Text section:
The latest in a line of bands imitating the sound of yore, Gruesome is a California and Florida-based worship act to formative death metal outfit Death, and its pre-“Human” era, specifically the duo of “Scream Bloody Gore” and “Leprosy”. Gruesome consists of stalwarts Matt Harvey (Exhumed), Robin Mazen (ex-Demonomacy, Dérketa, Castrator), Gus Rios (ex-Malevolent Creation) and Daniel Gonzalez (Possessed). Harvey and Rios were involved in an earlier incarnaton of Death To All, a revolving group of Death alumni celebrating the repertoire and legacy of the late Chuck Schuldiner and Death.

Information supplied:
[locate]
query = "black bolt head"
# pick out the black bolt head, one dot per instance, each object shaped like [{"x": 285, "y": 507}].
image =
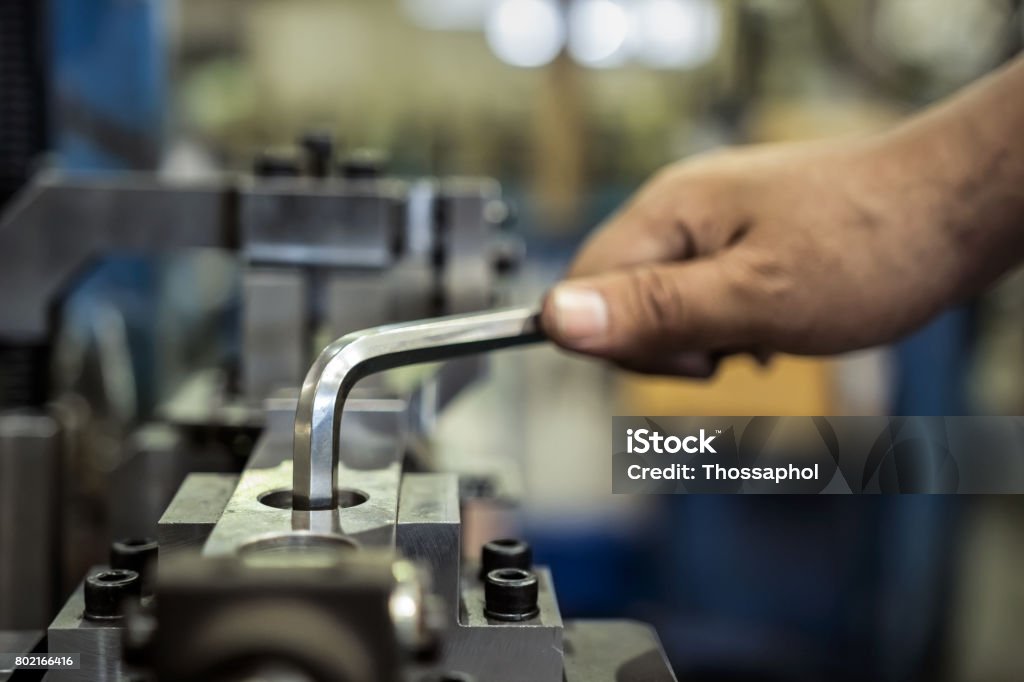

What to work on:
a) From the paragraph on Gruesome, return the passage from "The latest in" up to and including "Schuldiner and Death.".
b) In one to three sentences, explain what Death To All is and what it sets out to do, according to the paragraph on Gruesome.
c) Translate this sentence from the paragraph on Gruesome into Spanish: "Gruesome consists of stalwarts Matt Harvey (Exhumed), Robin Mazen (ex-Demonomacy, Dérketa, Castrator), Gus Rios (ex-Malevolent Creation) and Daniel Gonzalez (Possessed)."

Solutions in order:
a)
The latest in a line of bands imitating the sound of yore, Gruesome is a California and Florida-based worship act to formative death metal outfit Death, and its pre-“Human” era, specifically the duo of “Scream Bloody Gore” and “Leprosy”. Gruesome consists of stalwarts Matt Harvey (Exhumed), Robin Mazen (ex-Demonomacy, Dérketa, Castrator), Gus Rios (ex-Malevolent Creation) and Daniel Gonzalez (Possessed). Harvey and Rios were involved in an earlier incarnaton of Death To All, a revolving group of Death alumni celebrating the repertoire and legacy of the late Chuck Schuldiner and Death.

b) Death To All is a revolving group of Death alumni. It exists to celebrate the repertoire and legacy of the late Chuck Schuldiner and Death.

c) Gruesome está formado por los veteranos Matt Harvey (Exhumed), Robin Mazen (ex-Demonomacy, Dérketa, Castrator), Gus Rios (ex-Malevolent Creation) y Daniel Gonzalez (Possessed).